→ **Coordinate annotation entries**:
[Start]

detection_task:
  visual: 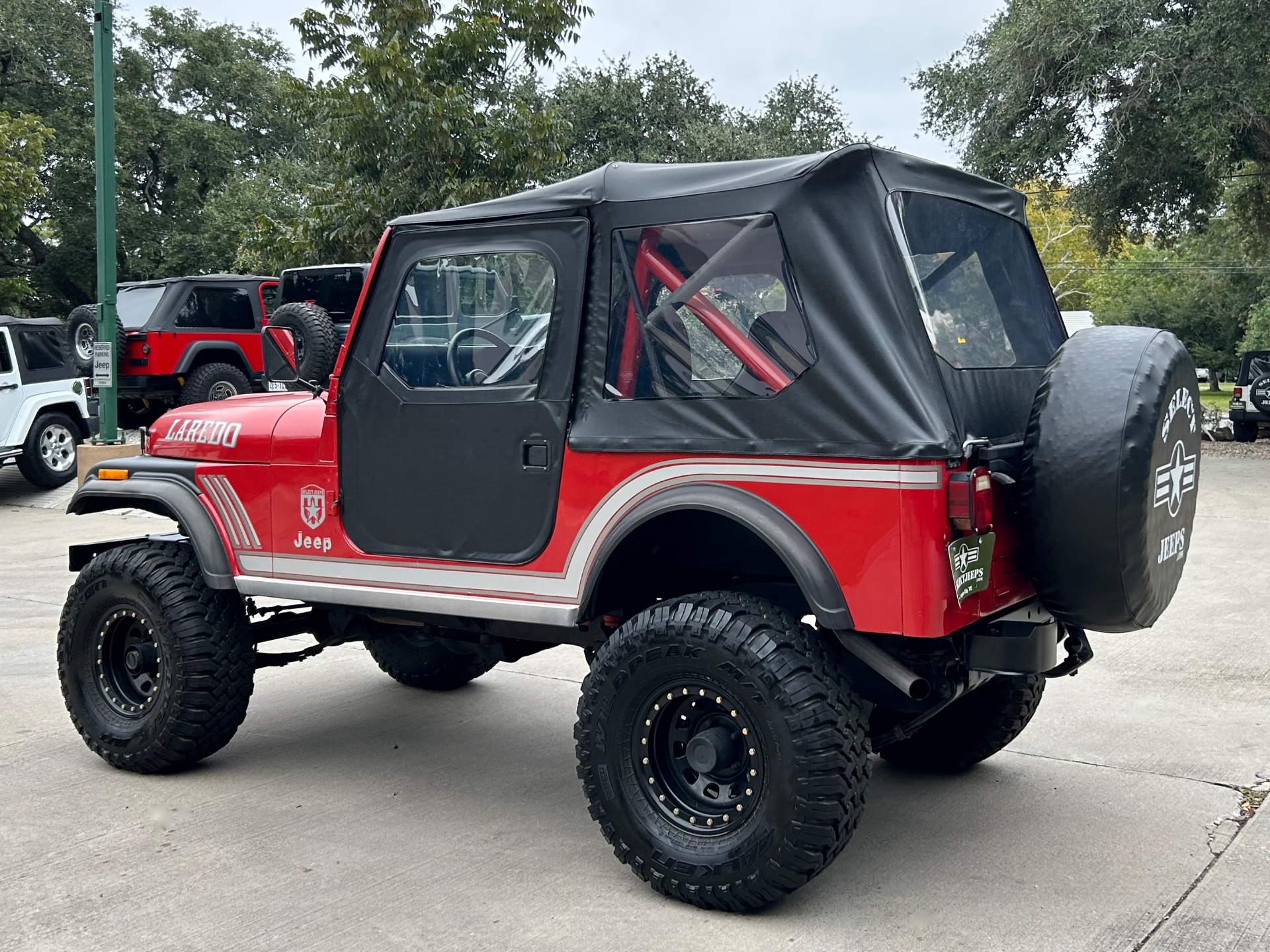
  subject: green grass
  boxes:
[1199,381,1234,410]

[End]

→ **What the task asks**: Quote every line of the records above without any change, leaving the pictures out of your answer.

→ **Solution**:
detection_task:
  visual: 
  subject: green grass
  boxes:
[1199,381,1234,410]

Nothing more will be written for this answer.